■ **BRIEF**:
Copy out, word for word, everything from the line containing "Every instance gets a single point. Point out the person's" down to the end of the records.

■ **Point annotations for photos**:
══════════════════════════════
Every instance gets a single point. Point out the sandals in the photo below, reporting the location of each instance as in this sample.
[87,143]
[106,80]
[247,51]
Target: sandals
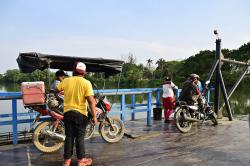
[85,162]
[67,162]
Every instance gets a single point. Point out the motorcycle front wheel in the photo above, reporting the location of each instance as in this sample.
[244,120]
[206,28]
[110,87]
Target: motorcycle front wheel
[182,125]
[45,143]
[112,131]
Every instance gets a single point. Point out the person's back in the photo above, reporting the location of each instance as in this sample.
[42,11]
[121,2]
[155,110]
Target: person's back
[167,89]
[77,90]
[74,97]
[188,92]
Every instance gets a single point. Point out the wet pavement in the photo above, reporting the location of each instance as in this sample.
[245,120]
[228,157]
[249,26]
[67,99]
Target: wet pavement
[160,145]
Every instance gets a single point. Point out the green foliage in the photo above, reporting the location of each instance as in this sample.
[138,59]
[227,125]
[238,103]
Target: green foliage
[134,75]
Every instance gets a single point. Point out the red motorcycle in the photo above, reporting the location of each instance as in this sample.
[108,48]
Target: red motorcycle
[49,135]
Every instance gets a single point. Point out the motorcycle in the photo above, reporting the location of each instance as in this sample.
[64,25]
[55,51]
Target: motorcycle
[49,135]
[186,115]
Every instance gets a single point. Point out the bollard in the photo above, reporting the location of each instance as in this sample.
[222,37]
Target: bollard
══════════════════════════════
■ **OUTPUT BELOW**:
Every instance gets a single point. Point out the person's back in the photo above, reporting the location of each instance as in this sample.
[42,11]
[121,2]
[155,110]
Target: person's back
[167,89]
[77,90]
[74,97]
[188,92]
Every instance gets a single point. Point out the wet pavement in the photo above, reporting the location of each instance as in this sample.
[245,120]
[228,157]
[249,26]
[67,99]
Target: wet pavement
[160,145]
Every instance gets a single point. Point out the green foliage in the photo above, reporting the location of each instance as in this sample.
[138,59]
[227,125]
[238,103]
Target: green foliage
[134,75]
Every instance gets a single point. Point out the red motorcycle in the photo above, reporting the location of each instance as in this sample.
[108,48]
Target: red motorcycle
[49,135]
Every instance gets a single point. Point out the motorcycle in the photo above, reporting the location of each instance as in this sample.
[64,25]
[55,51]
Target: motorcycle
[49,135]
[186,115]
Every instance gets a single point. Point out the bollard in the photo above, reporting the location of each instance as in this sample.
[222,37]
Target: bollard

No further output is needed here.